Open Letter To The Los Angeles Times On Its “Gender Neutral” Category Push



BY SASHA STONE

The Los Angeles Times’ Editorial Board has decided to push for “gender-neutral” categories for the major award shows because having them separated is “sexist”:

The Academy Awards show, a high-tech production televised around the world, is still handing out Oscars for leading performances in one category for actors and another for actresses — the way it first did nearly 95 years ago over dinner at the Hollywood Roosevelt Hotel. The Television Academy similarly bestows Emmys for performances in TV shows by gender in separate categories for men and women.

They then start their next paragraph with the following:

“But other awards shows have dispensed with this industry shibboleth…”

OTHER award shows? Does the “Editorial Board” actually think the Oscars can compare with “other” award shows? They can’t. Sorry. Those “Other” award shows are comprised of either film critics or various bloggers. They aren’t even on the same planet as the Oscars, let alone in the same room. Their primary goal is to protect their own image online and/or not get viciously attacked by activists. At best, to be a good person doing good things.

Whoever they have hired at LAT to represent their “editorial board” does not understand history — Film history, Oscar history, or even the endless toiling it has taken from activists to get to the point where a film like The Woman King could be made at all. Do they have any clue how hard it would have been to get The Woman King made at that kind of scale, starring Viola Davis, directed by Gina Prince-Bythewood? It’s taken years of reports, of activists working behind the scenes, of executives greenlighting it. It was not an easy road.

Davis has never won Best Actress, despite having won the SAG twice. Now, they’re trying to take that chance away? That’s not to say she will win this year but imagine — winning Best Actress feels like an accomplishment. Winning “Lead Performance” doesn’t. Sorry, it just doesn’t. That’s the reality, and everyone knows it.

WRITTEN PROBLEM 1 - Rewrite the part of the open letter that opens with "Whoever they have" and closes with "an easy road.", putting "smooth path" in place of "easy road".

RECORDS SHOWN -
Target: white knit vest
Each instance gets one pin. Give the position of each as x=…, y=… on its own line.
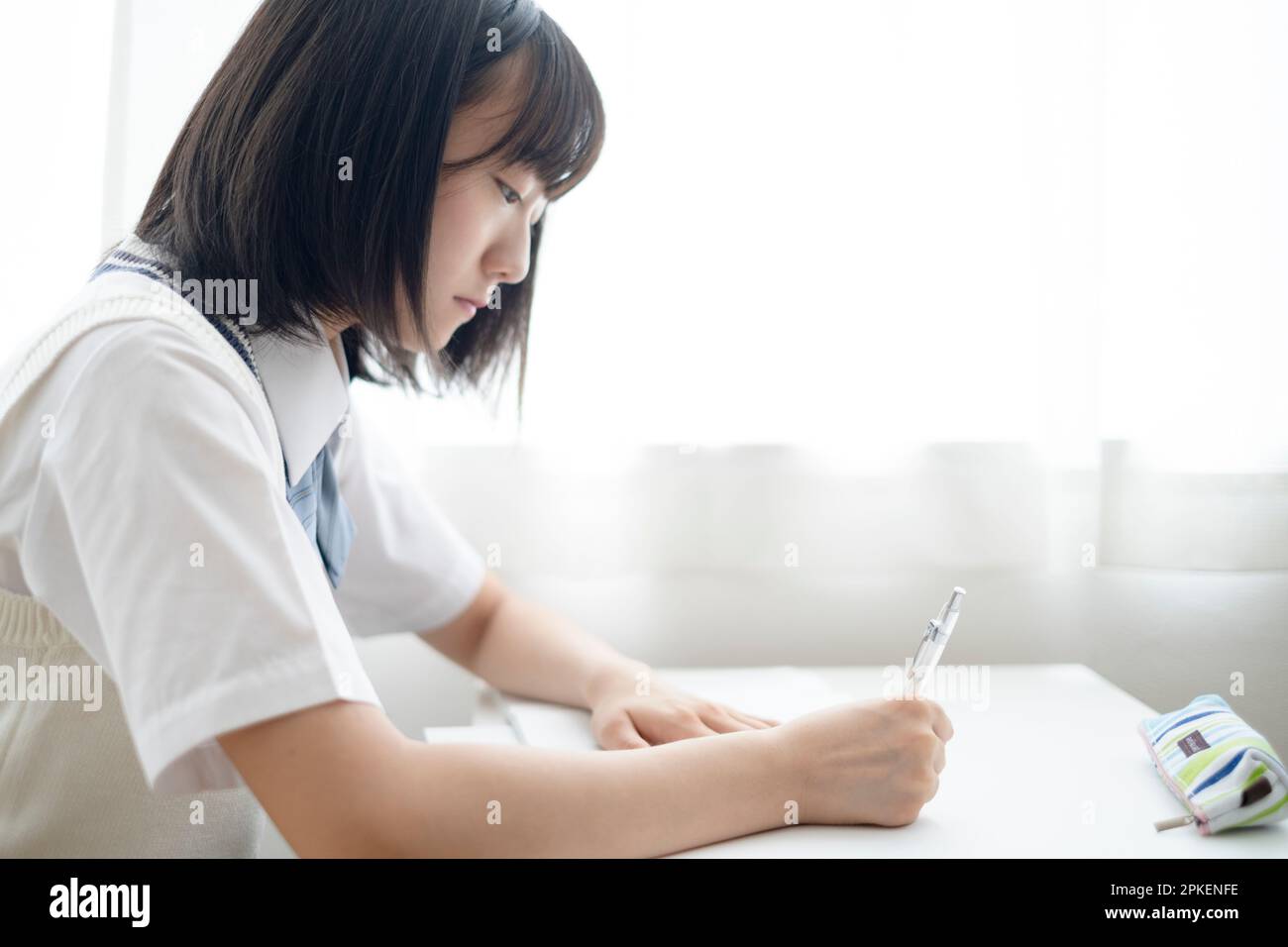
x=71, y=784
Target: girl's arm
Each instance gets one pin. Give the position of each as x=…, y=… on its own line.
x=339, y=780
x=527, y=650
x=523, y=648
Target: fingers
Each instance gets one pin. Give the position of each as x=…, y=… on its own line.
x=939, y=722
x=621, y=735
x=750, y=719
x=722, y=720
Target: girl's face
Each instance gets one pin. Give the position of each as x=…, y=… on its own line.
x=483, y=219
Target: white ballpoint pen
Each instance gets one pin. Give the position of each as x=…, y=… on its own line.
x=934, y=639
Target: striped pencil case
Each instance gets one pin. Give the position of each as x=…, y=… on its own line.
x=1224, y=772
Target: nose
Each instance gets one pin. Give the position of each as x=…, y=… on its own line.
x=510, y=257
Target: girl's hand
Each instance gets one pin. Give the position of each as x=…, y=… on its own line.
x=623, y=719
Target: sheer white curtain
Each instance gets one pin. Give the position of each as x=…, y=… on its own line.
x=1005, y=274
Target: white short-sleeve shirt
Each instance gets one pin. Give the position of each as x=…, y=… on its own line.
x=141, y=502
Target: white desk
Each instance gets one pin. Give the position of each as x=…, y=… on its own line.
x=1048, y=766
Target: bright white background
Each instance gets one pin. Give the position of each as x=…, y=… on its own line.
x=863, y=300
x=863, y=226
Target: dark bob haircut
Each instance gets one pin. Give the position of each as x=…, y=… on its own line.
x=250, y=188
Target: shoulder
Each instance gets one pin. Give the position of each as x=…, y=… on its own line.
x=138, y=364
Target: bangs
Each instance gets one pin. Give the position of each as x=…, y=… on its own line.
x=559, y=129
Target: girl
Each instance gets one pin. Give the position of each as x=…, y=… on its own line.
x=192, y=509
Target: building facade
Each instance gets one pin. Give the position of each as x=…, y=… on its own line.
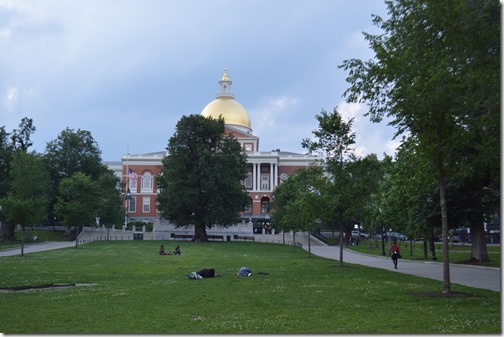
x=266, y=169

WRITTEN PROBLEM 2 - Pick out every line of the entries that contains the word "white", treating uppercase and lowercase as different.

OUTPUT 1 -
Whoever they have hired at LAT to represent their “editorial board” does not understand history — Film history, Oscar history, or even the endless toiling it has taken from activists to get to the point where a film like The Woman King could be made at all. Do they have any clue how hard it would have been to get The Woman King made at that kind of scale, starring Viola Davis, directed by Gina Prince-Bythewood? It’s taken years of reports, of activists working behind the scenes, of executives greenlighting it. It was not an smooth path.

OUTPUT 2 -
Target: white knit vest
Target: white ballpoint pen
Target: sheer white curtain
Target: white short-sleeve shirt
Target: white desk
Target: bright white background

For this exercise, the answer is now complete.